• Excerpted text
"""

This aircraft has so much versatility and is really going to work out well, not only for the U. S. But for its allied nations.
And Howard, just to add just one final comment on that. And Ray and Leanne, compliments to both of them on how we're working the tanker as a 1 Boeing enterprise and best teams together working it in an integrated fashion. I think that's a unique advantage of the company. And on tanker in particular, as I've also been very close to this from the start, And we take these charges personally, right? These are things we're very serious about.
And while that the last charge we took was difficult, it's a very different nature of charge than the earlier parts the program where we had technical discoveries. Now we're into concurrency between finishing up development and ramping up production. And as Leanne said, we've got beyond 18 aircraft already in our supply chain. We've got 8 airplanes in our final assembly, 8 tankers in final assembly in Everett. So delivering 18 airplanes by next August is clearly on target.
We had to finish up certification and the government process associated with that. But it's important to keep this all in context. We are focused as a company on delivering that capability on schedule. And while those charges have been painful, it's keeping the program on schedule and we're eager to get it into production because this we're going to build at least 179. We think the market's more like 400.
And as you know, tankers stay around for decades. The KC-135s that are in the fleet today have been around for 50, 60 years. This is a 50, 60 year wide body franchise. And that's the way we think about it in terms of our company strategy.
Thank you. Ron?
Thanks.
Question for Ray right here. So when you look at the 7 37 MAX kind of a flash count, there's the 9, there's the 8, there's the 7, there's been talk of a 7.5, maybe a 10. How does that strategy play out? And how do you think with the success Airbus has had with the A321 at the top of the market and then you've got this kind of widely competitor up in Canada who's getting a lot of government money them at the bottom of the market? I mean just trying to
sort that out. Well, okay. So Airbus is we have basically the same advantage with the Max 8 versus the 320, okay, about 12 seats. They've got a seat advantage on us at the 9. And but we still believe the heart of the market still sits in the 8 size.

"""

• Given exercise
Output, word for word, the part of the transcript excerpt that opens with the words containing "Question for Ray" and closes with "the 8 size.". The rows that come next are separate material, unrelated to the transcript excerpt.

Stored data entries:
"""

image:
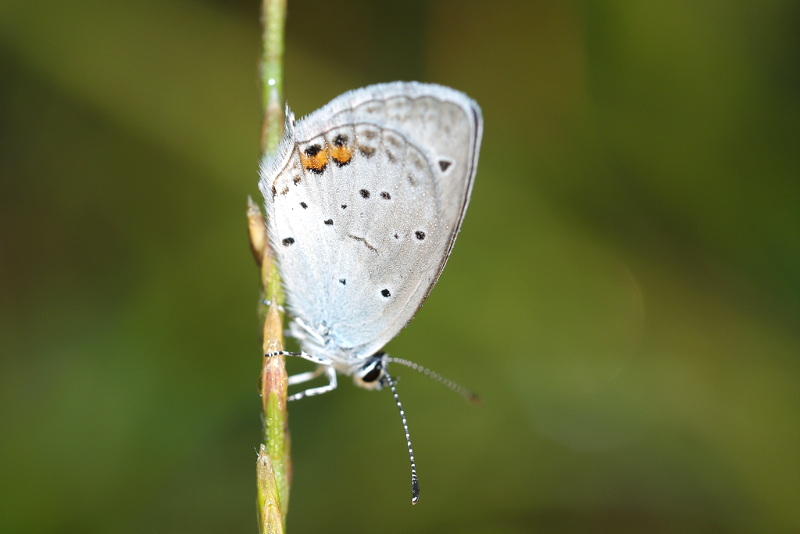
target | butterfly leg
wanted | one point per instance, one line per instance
(306, 377)
(323, 367)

"""

• Answer to the problem
Question for Ray right here. So when you look at the 7 37 MAX kind of a flash count, there's the 9, there's the 8, there's the 7, there's been talk of a 7.5, maybe a 10. How does that strategy play out? And how do you think with the success Airbus has had with the A321 at the top of the market and then you've got this kind of widely competitor up in Canada who's getting a lot of government money them at the bottom of the market? I mean just trying to
sort that out. Well, okay. So Airbus is we have basically the same advantage with the Max 8 versus the 320, okay, about 12 seats. They've got a seat advantage on us at the 9. And but we still believe the heart of the market still sits in the 8 size.